Instructions to follow: Find how many lines in the data below mention "brown". Give the number only.

Information provided:
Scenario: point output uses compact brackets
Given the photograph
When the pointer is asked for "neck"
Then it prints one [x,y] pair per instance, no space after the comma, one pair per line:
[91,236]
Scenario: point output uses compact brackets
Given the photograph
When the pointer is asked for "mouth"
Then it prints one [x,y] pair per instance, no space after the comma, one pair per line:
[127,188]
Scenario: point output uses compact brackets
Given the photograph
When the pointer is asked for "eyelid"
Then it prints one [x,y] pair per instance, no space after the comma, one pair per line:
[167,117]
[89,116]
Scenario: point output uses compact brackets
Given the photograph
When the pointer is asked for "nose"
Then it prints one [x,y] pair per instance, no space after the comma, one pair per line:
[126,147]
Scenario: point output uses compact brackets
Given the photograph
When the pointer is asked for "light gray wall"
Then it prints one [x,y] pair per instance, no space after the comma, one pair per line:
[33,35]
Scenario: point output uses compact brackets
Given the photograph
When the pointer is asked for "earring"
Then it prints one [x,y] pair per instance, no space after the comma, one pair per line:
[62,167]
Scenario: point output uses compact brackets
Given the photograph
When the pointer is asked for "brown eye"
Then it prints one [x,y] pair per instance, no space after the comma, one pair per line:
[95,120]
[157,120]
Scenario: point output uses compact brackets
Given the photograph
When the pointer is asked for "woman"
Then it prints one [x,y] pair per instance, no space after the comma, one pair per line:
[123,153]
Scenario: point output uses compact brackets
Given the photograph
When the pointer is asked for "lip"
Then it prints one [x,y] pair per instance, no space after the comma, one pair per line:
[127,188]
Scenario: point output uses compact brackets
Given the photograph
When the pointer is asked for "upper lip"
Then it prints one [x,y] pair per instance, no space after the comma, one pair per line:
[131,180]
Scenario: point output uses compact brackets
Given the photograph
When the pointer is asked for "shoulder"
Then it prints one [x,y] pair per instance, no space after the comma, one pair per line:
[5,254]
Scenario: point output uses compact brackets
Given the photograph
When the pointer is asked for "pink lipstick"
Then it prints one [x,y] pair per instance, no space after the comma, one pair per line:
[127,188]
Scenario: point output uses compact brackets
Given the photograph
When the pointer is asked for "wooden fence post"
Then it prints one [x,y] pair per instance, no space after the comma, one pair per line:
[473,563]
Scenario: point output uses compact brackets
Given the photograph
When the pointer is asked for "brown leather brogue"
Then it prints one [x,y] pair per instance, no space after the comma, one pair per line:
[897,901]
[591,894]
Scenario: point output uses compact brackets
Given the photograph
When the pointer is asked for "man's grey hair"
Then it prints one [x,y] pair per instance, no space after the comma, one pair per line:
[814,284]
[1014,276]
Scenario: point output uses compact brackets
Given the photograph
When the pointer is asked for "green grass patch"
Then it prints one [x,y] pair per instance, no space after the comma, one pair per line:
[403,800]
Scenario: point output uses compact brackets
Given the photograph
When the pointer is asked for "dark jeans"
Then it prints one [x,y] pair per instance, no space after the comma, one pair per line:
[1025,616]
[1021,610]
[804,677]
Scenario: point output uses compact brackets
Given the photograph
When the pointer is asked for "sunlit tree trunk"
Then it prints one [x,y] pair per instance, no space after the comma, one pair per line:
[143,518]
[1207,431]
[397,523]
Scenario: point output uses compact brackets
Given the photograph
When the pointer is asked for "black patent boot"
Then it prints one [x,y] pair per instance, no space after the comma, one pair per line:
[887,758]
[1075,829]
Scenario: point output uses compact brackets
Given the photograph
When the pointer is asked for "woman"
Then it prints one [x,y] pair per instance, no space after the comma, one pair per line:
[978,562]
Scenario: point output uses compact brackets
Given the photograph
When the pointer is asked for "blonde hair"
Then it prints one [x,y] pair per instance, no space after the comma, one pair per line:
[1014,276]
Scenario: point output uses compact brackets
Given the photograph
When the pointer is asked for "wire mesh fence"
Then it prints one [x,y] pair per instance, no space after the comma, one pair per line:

Output below: 2